Task directions: Rewrite the entries from the line that has "Pretty please, detect the photographer" through the line that has "[282,0,345,66]", swapping "photographer" for "camera operator" and leaving everything else unchanged. Give only those lines.

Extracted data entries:

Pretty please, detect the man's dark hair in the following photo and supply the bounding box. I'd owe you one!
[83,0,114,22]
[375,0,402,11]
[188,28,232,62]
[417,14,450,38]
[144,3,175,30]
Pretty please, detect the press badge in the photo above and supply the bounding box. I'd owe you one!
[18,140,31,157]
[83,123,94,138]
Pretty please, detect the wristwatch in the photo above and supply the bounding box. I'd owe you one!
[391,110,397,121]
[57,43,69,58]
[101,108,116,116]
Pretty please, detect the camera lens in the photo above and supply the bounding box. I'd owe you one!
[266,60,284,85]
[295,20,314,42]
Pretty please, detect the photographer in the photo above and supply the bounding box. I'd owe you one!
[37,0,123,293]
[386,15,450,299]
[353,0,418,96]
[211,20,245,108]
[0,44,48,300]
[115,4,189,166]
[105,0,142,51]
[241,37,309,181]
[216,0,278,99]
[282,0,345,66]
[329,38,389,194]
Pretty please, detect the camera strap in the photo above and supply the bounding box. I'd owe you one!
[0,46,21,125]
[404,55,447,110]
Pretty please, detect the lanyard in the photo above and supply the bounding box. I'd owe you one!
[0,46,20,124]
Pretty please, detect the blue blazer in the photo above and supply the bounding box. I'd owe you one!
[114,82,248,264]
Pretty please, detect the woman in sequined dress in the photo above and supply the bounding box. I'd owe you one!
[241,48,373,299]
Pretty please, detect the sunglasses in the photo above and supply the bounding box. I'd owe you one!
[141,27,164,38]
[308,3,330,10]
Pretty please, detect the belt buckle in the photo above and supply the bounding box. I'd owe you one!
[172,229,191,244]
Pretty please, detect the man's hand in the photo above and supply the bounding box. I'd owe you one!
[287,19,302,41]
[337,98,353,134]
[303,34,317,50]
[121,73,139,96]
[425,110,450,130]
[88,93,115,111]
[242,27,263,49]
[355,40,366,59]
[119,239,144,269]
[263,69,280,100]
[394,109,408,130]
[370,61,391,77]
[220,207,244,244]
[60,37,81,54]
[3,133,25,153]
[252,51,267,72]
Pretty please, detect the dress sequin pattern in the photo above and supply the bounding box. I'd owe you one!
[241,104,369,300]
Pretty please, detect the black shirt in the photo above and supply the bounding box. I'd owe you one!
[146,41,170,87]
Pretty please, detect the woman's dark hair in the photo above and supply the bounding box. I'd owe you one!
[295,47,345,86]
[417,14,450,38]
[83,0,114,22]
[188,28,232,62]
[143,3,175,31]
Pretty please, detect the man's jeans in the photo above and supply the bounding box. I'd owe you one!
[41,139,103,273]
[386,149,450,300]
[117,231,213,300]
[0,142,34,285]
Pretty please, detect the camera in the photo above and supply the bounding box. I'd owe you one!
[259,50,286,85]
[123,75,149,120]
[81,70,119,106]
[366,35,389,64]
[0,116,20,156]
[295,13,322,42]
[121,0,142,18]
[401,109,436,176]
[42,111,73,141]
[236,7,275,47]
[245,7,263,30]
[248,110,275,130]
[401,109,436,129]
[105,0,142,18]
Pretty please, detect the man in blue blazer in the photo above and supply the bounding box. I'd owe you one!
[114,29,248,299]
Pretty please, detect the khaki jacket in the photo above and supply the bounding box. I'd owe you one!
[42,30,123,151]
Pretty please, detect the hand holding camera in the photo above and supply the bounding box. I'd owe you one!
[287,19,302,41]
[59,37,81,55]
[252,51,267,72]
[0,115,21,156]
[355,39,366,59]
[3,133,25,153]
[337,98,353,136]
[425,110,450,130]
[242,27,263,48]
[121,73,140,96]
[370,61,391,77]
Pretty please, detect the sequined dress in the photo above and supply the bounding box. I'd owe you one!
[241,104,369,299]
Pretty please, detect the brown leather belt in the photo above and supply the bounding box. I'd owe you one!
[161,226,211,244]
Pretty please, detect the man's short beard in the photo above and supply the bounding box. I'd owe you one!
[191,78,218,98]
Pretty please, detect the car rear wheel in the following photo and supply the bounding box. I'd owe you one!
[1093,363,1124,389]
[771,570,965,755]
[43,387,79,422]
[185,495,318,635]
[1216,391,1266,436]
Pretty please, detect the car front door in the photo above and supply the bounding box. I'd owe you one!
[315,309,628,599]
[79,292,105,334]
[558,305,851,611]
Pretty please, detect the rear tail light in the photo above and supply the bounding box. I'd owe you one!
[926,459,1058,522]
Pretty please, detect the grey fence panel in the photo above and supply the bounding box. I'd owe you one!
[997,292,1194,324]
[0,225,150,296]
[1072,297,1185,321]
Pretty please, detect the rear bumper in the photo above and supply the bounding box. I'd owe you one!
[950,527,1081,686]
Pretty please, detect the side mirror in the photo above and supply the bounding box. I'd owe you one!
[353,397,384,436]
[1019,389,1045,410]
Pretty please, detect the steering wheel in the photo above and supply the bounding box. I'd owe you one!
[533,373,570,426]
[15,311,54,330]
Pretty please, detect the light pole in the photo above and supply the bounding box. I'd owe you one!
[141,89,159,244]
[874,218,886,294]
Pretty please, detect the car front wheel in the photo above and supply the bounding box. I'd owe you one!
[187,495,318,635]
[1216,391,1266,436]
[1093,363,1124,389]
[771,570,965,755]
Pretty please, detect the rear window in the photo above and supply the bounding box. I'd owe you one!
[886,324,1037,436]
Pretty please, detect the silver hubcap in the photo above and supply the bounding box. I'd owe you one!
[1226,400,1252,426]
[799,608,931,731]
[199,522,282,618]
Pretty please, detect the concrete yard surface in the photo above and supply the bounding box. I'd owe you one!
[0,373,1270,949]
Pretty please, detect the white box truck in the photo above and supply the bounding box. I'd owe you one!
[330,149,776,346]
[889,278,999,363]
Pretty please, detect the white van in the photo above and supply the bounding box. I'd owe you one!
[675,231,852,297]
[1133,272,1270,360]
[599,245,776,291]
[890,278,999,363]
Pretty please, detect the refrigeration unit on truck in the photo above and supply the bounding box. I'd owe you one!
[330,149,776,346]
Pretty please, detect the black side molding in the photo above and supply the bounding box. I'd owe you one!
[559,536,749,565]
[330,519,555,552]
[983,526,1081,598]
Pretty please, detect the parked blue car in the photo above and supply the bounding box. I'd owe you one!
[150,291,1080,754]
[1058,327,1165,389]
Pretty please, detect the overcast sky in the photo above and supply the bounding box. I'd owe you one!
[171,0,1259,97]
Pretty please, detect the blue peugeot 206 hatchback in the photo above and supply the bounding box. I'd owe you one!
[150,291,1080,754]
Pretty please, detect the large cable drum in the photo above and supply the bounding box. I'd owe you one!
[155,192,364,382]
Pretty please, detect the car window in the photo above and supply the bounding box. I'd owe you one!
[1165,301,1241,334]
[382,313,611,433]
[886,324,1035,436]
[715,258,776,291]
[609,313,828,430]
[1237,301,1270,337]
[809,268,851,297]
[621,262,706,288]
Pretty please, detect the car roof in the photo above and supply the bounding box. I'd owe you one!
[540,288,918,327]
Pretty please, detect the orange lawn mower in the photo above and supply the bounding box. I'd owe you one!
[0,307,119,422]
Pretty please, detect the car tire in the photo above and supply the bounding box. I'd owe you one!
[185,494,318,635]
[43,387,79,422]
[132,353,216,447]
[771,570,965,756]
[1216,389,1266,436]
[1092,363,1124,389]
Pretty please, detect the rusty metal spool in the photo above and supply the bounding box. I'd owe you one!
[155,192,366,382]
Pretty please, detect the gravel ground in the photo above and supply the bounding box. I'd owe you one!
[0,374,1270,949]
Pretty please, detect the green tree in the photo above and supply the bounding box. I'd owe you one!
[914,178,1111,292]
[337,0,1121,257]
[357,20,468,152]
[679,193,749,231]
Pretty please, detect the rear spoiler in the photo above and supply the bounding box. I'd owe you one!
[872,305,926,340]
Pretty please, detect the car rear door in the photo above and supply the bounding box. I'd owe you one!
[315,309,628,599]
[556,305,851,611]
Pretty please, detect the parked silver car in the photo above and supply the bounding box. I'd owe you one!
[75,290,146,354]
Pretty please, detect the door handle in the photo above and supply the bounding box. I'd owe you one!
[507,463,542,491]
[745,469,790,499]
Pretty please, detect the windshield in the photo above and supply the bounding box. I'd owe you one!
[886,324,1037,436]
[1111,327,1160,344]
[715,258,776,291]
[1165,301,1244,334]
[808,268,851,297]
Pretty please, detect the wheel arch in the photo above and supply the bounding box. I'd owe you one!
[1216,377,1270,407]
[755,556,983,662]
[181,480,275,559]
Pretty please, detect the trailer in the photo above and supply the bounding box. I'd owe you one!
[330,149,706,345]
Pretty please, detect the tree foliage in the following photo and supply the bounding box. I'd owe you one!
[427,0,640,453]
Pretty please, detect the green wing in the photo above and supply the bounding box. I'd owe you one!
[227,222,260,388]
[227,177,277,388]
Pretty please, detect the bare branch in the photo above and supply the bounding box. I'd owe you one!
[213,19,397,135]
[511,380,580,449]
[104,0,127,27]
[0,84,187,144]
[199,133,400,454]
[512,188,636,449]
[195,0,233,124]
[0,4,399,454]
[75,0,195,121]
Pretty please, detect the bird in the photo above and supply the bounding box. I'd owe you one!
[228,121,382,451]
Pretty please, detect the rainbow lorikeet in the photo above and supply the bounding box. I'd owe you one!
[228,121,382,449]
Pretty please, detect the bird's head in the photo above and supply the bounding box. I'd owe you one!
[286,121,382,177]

Answer for this exercise:
Pretty please, detect the camera operator in the photo above and supply the bounding box. I'd owe you one!
[37,0,123,293]
[386,15,450,299]
[353,0,418,96]
[211,20,245,108]
[0,44,48,300]
[115,4,189,166]
[105,0,142,51]
[241,37,309,181]
[216,0,278,99]
[282,0,345,66]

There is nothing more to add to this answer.